[Pointing dataset data]
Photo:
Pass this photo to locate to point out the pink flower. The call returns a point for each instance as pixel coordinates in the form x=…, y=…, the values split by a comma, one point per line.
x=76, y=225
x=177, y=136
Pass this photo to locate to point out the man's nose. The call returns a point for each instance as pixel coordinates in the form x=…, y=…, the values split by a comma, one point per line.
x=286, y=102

### Stated task
Give every line from the start of the data up to and including the line containing "x=177, y=136" as a numbered list, leaving out any blank lines.

### Task response
1. Photo:
2. Pass this photo to locate to point out the pink flower. The call returns a point for each instance as pixel coordinates in the form x=…, y=…, the values split by a comma, one point per line.
3. x=76, y=225
4. x=177, y=136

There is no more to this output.